What is needed: Copy the records from the line containing "Indicate the blurred" through the end of the records, requests included, and shift every point coordinate in the answers up by 97.

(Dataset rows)
———

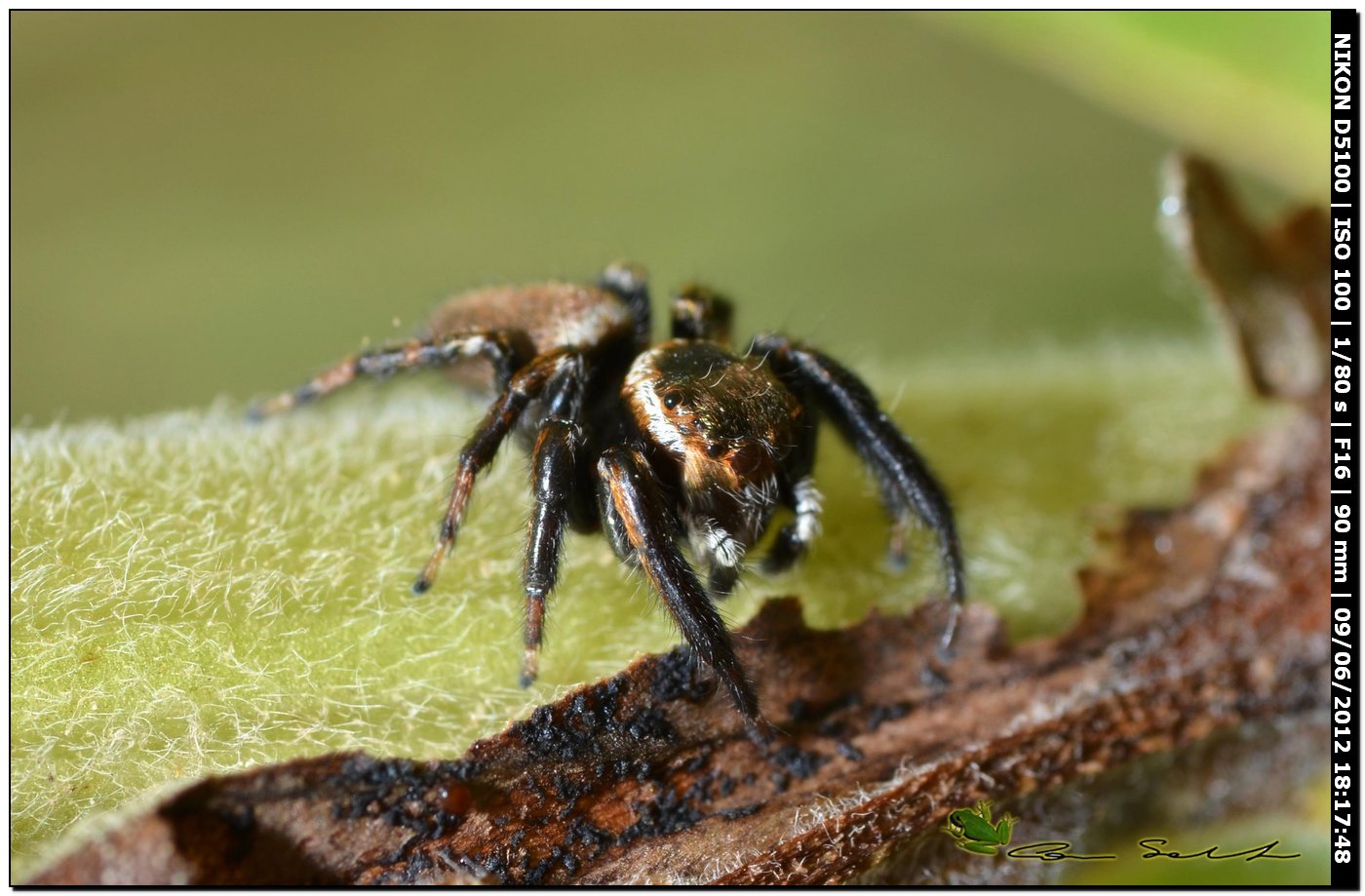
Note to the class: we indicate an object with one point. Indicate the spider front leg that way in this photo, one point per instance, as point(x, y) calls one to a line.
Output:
point(907, 484)
point(484, 446)
point(632, 490)
point(795, 538)
point(505, 350)
point(700, 313)
point(553, 477)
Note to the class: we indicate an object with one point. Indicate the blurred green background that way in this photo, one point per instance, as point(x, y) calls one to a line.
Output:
point(218, 204)
point(209, 204)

———

Correct response:
Note to the class: we indicate an object with one point. Indicate the blurred green background that way in this photo, one point per instance, as point(x, y) calls one to a line.
Output:
point(315, 301)
point(306, 301)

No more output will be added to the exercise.